TASK REQUIREMENTS: Your answer should be every line of the records that contains the word "target", copied as it stands.

MATERIAL SUPPLIED:
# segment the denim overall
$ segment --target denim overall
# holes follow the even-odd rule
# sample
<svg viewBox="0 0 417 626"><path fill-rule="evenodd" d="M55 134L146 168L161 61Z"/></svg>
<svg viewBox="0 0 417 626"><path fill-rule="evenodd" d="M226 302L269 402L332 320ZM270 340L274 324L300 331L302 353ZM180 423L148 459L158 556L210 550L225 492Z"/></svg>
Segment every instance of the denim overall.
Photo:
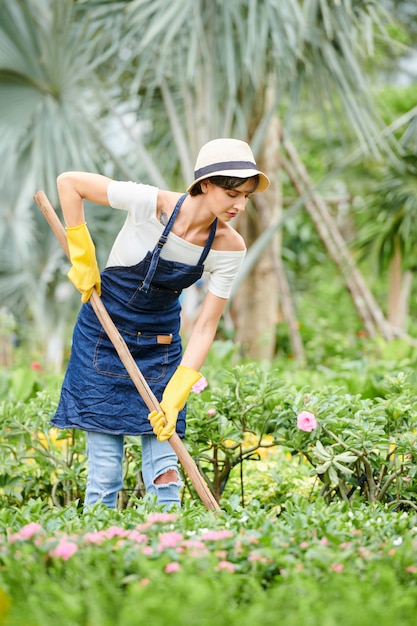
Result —
<svg viewBox="0 0 417 626"><path fill-rule="evenodd" d="M108 267L101 274L102 301L147 383L160 400L182 356L179 297L203 274L217 220L197 265L160 258L180 207L175 209L152 252L137 265ZM101 327L89 302L74 328L71 357L51 423L114 435L151 434L149 409ZM185 409L177 421L185 434Z"/></svg>

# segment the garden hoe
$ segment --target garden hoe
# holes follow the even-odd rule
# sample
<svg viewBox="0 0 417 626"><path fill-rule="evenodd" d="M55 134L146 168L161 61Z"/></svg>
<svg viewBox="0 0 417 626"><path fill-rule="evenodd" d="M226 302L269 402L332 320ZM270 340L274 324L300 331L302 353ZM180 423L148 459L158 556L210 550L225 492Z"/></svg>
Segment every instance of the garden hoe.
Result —
<svg viewBox="0 0 417 626"><path fill-rule="evenodd" d="M65 228L63 227L59 217L55 213L54 208L52 207L51 203L46 197L46 194L43 191L38 191L33 197L34 197L36 204L42 211L43 216L45 217L49 226L51 227L54 234L56 235L65 254L69 258L67 235L65 232ZM117 351L120 357L120 360L125 366L130 378L132 379L132 382L134 383L136 389L142 396L143 401L145 402L149 411L150 412L153 410L156 410L158 412L161 411L161 407L159 405L158 400L156 399L148 383L143 377L143 374L138 368L134 358L132 357L124 339L122 338L116 326L114 325L103 302L101 301L100 296L98 295L95 289L93 290L93 293L91 295L90 302L98 319L101 322L101 325L106 331L110 341L113 343L113 346L115 350ZM181 465L183 466L185 472L189 476L195 490L197 491L198 495L200 496L206 508L209 511L210 510L219 511L220 507L216 499L214 498L213 494L207 487L200 472L198 471L198 468L193 458L189 454L188 450L184 446L183 442L181 441L177 433L174 433L172 435L172 437L169 439L169 443L171 444Z"/></svg>

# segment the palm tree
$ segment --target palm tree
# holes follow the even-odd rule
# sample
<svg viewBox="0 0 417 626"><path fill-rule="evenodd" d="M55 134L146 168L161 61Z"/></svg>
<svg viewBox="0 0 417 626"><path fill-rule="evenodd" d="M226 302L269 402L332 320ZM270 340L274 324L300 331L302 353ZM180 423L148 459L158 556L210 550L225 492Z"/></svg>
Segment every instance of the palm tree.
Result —
<svg viewBox="0 0 417 626"><path fill-rule="evenodd" d="M138 119L146 120L145 142L160 138L153 153L163 159L175 145L182 181L192 178L198 147L232 135L249 141L273 184L255 198L254 210L238 222L249 246L281 219L281 136L303 100L362 149L377 153L378 122L361 62L372 51L375 29L383 32L377 3L356 0L132 0L126 6L120 76L131 73L140 96ZM162 113L156 114L160 111ZM154 117L156 114L156 117ZM168 121L169 125L165 122ZM169 151L170 157L172 152ZM271 236L235 297L237 337L252 357L271 359L279 298L297 342L294 307ZM298 341L298 356L302 349Z"/></svg>
<svg viewBox="0 0 417 626"><path fill-rule="evenodd" d="M388 275L389 322L405 330L413 274L417 267L417 162L403 156L386 166L365 198L366 222L356 245L373 260L380 275Z"/></svg>
<svg viewBox="0 0 417 626"><path fill-rule="evenodd" d="M13 219L21 206L15 234L38 261L54 243L45 245L43 230L42 251L36 248L42 226L27 192L18 202L21 180L34 191L43 187L52 201L55 176L64 169L144 176L183 188L202 143L241 137L273 181L237 224L251 247L281 220L281 136L289 137L302 105L316 102L324 119L333 116L347 136L354 131L362 149L377 152L378 122L361 61L372 51L374 30L383 32L379 3L2 0L0 11L0 154L9 164L0 173L0 191L9 187ZM100 228L107 232L105 219ZM293 341L301 345L277 233L232 311L238 339L256 358L274 354L280 293ZM9 235L7 228L0 232L6 259L15 258ZM45 274L25 255L15 267L4 266L0 298L10 297L11 281L25 269L21 301L41 310L33 299L45 294L56 304L64 272L62 257L53 258ZM39 276L48 288L30 291Z"/></svg>
<svg viewBox="0 0 417 626"><path fill-rule="evenodd" d="M56 204L61 171L118 163L99 124L106 93L97 66L113 51L103 52L94 23L79 22L73 4L0 3L0 301L20 335L46 343L57 368L79 299L63 285L68 264L32 196L42 188Z"/></svg>

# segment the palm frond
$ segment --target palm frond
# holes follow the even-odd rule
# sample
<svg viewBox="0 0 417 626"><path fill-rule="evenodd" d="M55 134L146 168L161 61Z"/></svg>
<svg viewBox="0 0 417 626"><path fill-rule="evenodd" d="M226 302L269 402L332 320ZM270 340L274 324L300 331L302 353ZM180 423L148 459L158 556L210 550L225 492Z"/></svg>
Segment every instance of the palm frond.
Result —
<svg viewBox="0 0 417 626"><path fill-rule="evenodd" d="M355 245L362 258L374 259L375 269L386 269L396 247L403 263L417 265L417 162L414 155L400 167L385 169L365 200L366 223Z"/></svg>

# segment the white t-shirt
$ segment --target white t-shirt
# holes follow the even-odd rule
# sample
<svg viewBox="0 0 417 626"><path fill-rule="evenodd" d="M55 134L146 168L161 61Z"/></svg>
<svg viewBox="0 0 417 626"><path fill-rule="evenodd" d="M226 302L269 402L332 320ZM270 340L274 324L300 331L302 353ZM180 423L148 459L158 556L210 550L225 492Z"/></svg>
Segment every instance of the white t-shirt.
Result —
<svg viewBox="0 0 417 626"><path fill-rule="evenodd" d="M128 211L126 221L116 237L107 267L139 263L148 250L153 250L164 226L156 217L158 188L133 182L112 181L108 187L109 204ZM203 248L170 233L162 248L161 258L196 265ZM245 257L245 250L211 249L204 270L208 274L208 290L219 298L228 298L233 280Z"/></svg>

SOLUTION BELOW:
$ segment --target denim overall
$ segment --target garden hoe
$ segment --target palm tree
$ segment --target palm frond
$ segment --target white t-shirt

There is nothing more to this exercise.